What the task asks: Copy out the data below word for word, beginning with the line that contains "the roof edge" and ending with the last line of the data, both included.

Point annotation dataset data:
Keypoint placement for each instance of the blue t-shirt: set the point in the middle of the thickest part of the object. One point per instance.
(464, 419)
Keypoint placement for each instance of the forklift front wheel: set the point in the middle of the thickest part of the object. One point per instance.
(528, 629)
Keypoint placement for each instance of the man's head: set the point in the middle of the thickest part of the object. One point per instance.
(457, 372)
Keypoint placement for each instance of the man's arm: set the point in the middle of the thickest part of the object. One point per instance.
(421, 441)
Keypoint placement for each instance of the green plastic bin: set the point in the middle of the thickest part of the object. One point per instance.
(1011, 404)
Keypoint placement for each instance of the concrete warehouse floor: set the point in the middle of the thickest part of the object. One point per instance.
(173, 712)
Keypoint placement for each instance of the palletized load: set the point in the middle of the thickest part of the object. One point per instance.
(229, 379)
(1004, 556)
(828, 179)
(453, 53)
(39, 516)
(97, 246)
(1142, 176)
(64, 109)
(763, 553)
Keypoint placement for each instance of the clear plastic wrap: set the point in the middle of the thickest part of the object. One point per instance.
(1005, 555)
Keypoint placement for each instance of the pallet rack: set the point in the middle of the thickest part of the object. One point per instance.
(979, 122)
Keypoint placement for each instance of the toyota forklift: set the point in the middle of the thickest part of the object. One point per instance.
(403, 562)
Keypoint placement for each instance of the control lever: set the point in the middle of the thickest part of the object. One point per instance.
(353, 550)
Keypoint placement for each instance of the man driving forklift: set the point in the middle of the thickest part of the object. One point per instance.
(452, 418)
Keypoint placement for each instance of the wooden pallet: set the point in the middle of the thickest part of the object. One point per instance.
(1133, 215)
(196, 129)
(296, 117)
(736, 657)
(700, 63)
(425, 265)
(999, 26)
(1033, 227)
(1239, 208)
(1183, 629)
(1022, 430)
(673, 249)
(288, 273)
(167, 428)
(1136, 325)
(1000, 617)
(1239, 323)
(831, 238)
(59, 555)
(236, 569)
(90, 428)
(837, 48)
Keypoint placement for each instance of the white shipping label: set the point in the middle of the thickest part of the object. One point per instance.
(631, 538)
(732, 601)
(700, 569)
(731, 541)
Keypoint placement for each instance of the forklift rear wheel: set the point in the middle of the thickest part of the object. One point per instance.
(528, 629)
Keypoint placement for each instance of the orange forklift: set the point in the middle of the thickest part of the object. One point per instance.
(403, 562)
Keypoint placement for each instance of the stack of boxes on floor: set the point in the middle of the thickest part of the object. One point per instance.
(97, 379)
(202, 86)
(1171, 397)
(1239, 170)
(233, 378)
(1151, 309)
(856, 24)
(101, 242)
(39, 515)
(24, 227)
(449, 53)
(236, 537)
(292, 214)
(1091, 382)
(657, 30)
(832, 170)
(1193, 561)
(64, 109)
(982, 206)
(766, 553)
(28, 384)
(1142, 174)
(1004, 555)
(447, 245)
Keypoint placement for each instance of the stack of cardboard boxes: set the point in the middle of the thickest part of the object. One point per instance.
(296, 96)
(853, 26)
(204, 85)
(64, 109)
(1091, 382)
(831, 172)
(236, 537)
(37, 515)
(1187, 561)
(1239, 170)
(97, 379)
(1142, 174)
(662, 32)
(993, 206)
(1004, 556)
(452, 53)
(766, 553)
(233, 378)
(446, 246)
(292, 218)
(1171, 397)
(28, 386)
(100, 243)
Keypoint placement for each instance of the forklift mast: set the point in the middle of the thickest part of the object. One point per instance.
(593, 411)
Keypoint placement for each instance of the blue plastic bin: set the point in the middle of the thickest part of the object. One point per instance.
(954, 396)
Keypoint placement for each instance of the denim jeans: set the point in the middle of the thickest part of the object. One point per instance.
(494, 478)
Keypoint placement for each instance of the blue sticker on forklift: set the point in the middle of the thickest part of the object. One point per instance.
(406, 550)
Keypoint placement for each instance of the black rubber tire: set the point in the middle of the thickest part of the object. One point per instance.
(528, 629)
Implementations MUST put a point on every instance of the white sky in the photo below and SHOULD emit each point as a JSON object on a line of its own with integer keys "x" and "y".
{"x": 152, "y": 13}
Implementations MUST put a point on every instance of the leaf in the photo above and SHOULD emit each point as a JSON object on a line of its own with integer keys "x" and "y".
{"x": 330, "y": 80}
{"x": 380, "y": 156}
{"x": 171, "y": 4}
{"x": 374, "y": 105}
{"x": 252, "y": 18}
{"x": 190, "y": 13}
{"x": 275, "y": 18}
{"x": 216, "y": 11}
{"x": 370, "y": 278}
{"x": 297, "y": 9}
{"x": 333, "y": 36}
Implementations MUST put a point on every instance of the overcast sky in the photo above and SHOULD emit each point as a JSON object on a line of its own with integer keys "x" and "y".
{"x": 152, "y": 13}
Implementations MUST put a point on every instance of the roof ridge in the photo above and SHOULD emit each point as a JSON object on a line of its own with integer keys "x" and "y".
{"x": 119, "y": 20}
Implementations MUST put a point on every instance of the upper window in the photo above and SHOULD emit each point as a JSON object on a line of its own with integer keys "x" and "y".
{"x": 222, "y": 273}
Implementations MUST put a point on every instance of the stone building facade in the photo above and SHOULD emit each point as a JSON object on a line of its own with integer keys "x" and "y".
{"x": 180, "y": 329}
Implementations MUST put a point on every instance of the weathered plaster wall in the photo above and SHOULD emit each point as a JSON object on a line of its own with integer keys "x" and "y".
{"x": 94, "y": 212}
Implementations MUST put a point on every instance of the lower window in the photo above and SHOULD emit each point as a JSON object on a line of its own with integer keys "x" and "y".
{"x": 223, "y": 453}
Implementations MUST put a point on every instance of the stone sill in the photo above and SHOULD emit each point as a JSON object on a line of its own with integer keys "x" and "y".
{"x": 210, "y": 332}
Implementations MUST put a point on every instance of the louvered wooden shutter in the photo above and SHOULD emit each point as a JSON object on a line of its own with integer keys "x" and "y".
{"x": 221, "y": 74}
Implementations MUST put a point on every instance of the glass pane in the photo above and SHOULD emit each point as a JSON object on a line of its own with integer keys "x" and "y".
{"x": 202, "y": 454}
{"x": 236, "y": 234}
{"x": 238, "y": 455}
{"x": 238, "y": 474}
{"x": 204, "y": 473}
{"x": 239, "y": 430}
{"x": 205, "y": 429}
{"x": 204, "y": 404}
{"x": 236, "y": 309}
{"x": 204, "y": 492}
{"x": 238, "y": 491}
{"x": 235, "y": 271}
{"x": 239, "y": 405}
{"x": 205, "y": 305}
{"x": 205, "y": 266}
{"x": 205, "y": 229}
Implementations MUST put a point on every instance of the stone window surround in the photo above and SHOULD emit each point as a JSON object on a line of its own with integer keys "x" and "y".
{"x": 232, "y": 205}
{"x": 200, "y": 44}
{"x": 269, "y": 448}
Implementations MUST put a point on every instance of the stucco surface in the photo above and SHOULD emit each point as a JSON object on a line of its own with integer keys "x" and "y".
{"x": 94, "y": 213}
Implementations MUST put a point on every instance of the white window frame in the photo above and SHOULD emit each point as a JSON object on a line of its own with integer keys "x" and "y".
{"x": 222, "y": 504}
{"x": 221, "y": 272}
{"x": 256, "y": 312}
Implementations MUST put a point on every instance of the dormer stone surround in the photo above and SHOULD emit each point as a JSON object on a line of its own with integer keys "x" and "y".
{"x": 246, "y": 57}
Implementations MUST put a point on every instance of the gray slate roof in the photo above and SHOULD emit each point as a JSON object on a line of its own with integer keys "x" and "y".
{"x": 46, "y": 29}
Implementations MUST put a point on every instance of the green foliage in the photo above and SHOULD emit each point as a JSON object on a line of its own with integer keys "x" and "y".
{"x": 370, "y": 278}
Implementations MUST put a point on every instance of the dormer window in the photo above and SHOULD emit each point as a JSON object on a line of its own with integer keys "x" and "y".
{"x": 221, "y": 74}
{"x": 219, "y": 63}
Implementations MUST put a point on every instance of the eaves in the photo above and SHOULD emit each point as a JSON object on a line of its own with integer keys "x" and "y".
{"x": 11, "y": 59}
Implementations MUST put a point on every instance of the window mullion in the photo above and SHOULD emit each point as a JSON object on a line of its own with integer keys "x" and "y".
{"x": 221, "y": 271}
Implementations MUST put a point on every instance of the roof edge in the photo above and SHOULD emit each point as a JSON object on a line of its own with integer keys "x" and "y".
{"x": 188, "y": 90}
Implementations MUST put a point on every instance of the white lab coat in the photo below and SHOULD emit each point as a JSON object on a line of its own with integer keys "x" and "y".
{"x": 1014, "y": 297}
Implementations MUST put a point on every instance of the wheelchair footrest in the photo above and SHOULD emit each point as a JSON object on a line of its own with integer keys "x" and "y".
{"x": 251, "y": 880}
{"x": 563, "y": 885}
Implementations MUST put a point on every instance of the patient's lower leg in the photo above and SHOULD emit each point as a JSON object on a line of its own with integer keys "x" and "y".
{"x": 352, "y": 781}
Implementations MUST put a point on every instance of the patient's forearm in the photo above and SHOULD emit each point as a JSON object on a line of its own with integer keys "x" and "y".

Exercise result:
Implementations MUST put a point on every instance of the roof edge in the photo above and SHOULD emit each point as a JSON object on a line of its own with integer keys "x" and "y".
{"x": 188, "y": 90}
Implementations MUST put a point on every instance of the white lab coat in the photo below and SHOULD emit each point as a JSON object on a line of its own with integer keys "x" and "y".
{"x": 1014, "y": 297}
Implementations MUST put a point on every instance of the wheelchair footrest in the photo above and SHOULD emit each point as a JSON object on a line of its own with integer keys "x" and "y".
{"x": 251, "y": 880}
{"x": 563, "y": 885}
Implementations MUST put a point on every instance of the patient's lower leg in the photo above and SHOULD emit each point as a JSON object on a line of its own with integer keys "x" and "y".
{"x": 352, "y": 781}
Implementations MUST put a point on every instance of the patient's forearm in the photo above and SHOULD emit each point as a JSON object on a line of its own with integer keys "x" and "y".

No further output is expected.